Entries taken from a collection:

---+---

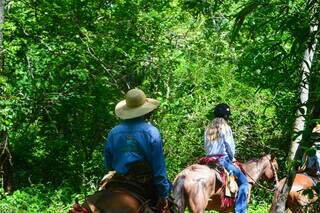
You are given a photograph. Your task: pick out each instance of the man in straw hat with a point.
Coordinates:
(134, 147)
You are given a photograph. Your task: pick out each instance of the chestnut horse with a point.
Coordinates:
(297, 200)
(109, 201)
(118, 198)
(199, 187)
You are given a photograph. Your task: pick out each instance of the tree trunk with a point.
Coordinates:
(296, 151)
(1, 33)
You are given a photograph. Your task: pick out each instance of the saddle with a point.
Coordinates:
(140, 187)
(228, 182)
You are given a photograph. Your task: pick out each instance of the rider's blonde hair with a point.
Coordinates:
(215, 127)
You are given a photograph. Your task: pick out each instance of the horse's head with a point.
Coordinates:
(271, 168)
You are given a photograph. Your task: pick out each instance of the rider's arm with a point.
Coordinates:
(229, 143)
(157, 161)
(108, 154)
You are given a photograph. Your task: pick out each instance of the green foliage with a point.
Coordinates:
(67, 63)
(39, 198)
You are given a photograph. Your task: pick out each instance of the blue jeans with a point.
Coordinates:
(241, 199)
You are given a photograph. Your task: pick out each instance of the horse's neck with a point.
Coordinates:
(255, 168)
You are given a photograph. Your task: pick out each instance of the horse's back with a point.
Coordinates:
(300, 182)
(115, 201)
(194, 186)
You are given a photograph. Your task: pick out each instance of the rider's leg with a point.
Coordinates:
(241, 200)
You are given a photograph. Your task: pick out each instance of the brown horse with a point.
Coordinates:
(198, 187)
(119, 197)
(297, 200)
(109, 201)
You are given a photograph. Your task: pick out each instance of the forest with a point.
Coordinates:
(65, 64)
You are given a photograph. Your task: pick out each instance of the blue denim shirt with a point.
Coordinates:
(136, 140)
(223, 145)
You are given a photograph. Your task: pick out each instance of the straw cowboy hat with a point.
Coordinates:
(135, 105)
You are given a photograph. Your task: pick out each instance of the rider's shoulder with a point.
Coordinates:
(151, 129)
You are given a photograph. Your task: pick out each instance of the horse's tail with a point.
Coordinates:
(178, 193)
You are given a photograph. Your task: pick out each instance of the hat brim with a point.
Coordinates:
(125, 112)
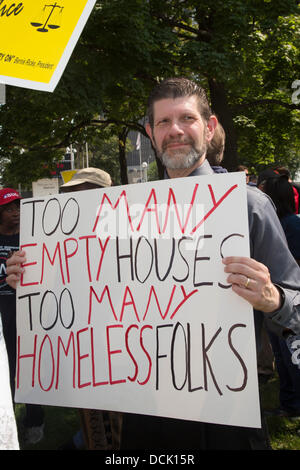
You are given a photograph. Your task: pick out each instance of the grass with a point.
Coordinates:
(62, 423)
(284, 433)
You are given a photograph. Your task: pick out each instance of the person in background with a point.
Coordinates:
(100, 430)
(33, 424)
(281, 170)
(8, 427)
(280, 190)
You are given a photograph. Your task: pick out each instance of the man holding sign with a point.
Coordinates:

---+---

The records above should be copied word for word, with the pictures left out.

You are given a photograph. Your task: pick out each instance of the man in straw hat with a point.
Coordinates:
(134, 147)
You are given a photograph. Your task: pick out each instance of the chestnut horse with a point.
Coordinates:
(297, 200)
(109, 201)
(118, 198)
(199, 187)
You are given a photograph. Your task: pick out each instance of the tree trunk with a point.
Coordinates:
(296, 151)
(1, 33)
You are given a photograph. Your task: pick out each instance of the saddle with a point.
Coordinates:
(140, 187)
(228, 182)
You are given a photograph. Your task: pick out each instance of the rider's blonde hair with a point.
Coordinates:
(215, 127)
You are given a photograph. Your task: pick out each instance of the horse's head with a point.
Coordinates:
(271, 168)
You are given a photograph. Your task: pick out each instance of the rider's arm with a point.
Coordinates:
(229, 143)
(157, 161)
(108, 154)
You are given a photograph. Your task: pick out each instance of the green foliage with a point.
Coordinates:
(67, 63)
(39, 198)
You are given a photograph. Your task: pick out each instance of the blue jeans with a point.
Coordinates:
(241, 199)
You are given a photograph. Your task: pick out each instance of the horse's neck with a point.
Coordinates:
(255, 168)
You are given a photograph. Your task: pick out each instance of the horse's back with a point.
Coordinates:
(300, 182)
(115, 201)
(194, 186)
You are given a photograph. Your task: pick out each instance of the rider's leg with a point.
Coordinates:
(241, 200)
You are given a photograph. Your task: pick out each instance of the brown horse with a point.
Coordinates:
(198, 187)
(119, 197)
(297, 200)
(109, 201)
You are given a photograph. Your task: pick out each instance of the forest with a point.
Coordinates:
(65, 64)
You are given a photograph. Your task: pick out each instance of the blue denim shirt with a point.
Coordinates:
(136, 140)
(223, 145)
You are given a photograph. Your task: pick out each instance of the straw cowboy hat with a point.
Coordinates:
(135, 105)
You are given a photograph. Your task: pick out each instance of the rider's shoulder with a point.
Coordinates:
(151, 129)
You are given a photograph. Your task: pick out each instance of the horse's tail with a point.
Coordinates:
(178, 193)
You are given a photograph. Your task: pick out each instance of the hat brim with a point.
Coordinates:
(125, 112)
You are given a photograph. Your task: pick out each instance of the grass with a point.
Coordinates:
(62, 423)
(284, 433)
You are given a photograph. Your task: pick out each instance of the person in background with a point.
Coordinates:
(100, 430)
(33, 424)
(281, 170)
(8, 427)
(280, 190)
You are given a photograph. Your task: pick out each instance of the man holding sign with a point.
Coordinates:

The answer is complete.